**WORK REQUIRED:** Rewrite everything from the line that begins "Please complete this annotation. The target class is building" down to the end of the listing, substituting "office window" for "building window" and leaving all else unchanged.

__________

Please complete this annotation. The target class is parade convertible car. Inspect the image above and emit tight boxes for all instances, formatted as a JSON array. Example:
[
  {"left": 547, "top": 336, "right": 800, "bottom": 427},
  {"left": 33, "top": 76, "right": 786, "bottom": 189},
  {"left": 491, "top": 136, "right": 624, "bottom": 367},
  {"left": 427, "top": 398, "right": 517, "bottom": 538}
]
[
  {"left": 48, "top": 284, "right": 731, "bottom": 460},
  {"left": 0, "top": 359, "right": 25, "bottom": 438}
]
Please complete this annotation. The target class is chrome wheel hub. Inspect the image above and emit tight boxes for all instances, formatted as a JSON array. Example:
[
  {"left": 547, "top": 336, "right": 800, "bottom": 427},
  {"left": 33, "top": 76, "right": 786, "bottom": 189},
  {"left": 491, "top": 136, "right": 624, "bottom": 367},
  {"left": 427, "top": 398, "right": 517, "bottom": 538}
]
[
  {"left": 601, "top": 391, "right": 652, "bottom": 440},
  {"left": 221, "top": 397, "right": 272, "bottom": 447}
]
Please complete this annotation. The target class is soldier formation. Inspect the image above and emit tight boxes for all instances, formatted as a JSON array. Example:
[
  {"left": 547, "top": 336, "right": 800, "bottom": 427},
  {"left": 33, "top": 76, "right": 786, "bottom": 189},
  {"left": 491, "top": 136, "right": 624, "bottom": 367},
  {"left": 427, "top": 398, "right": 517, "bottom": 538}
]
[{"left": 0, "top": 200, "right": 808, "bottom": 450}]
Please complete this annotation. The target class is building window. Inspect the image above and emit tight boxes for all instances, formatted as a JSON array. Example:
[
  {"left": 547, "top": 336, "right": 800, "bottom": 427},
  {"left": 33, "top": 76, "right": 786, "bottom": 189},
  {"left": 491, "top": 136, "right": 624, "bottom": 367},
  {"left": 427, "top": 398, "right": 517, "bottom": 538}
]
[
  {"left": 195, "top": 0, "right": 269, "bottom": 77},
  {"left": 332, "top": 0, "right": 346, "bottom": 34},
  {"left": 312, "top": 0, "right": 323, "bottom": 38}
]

__________

**IN RESPONSE:**
Please complete this annotation. The target class is office window. Inspect the image above and emit tight boxes for all instances, formatted as a JSON array. Example:
[
  {"left": 547, "top": 336, "right": 800, "bottom": 427},
  {"left": 33, "top": 76, "right": 786, "bottom": 189},
  {"left": 491, "top": 136, "right": 624, "bottom": 367},
  {"left": 427, "top": 398, "right": 517, "bottom": 538}
]
[
  {"left": 195, "top": 0, "right": 269, "bottom": 77},
  {"left": 332, "top": 0, "right": 346, "bottom": 34},
  {"left": 312, "top": 0, "right": 323, "bottom": 38}
]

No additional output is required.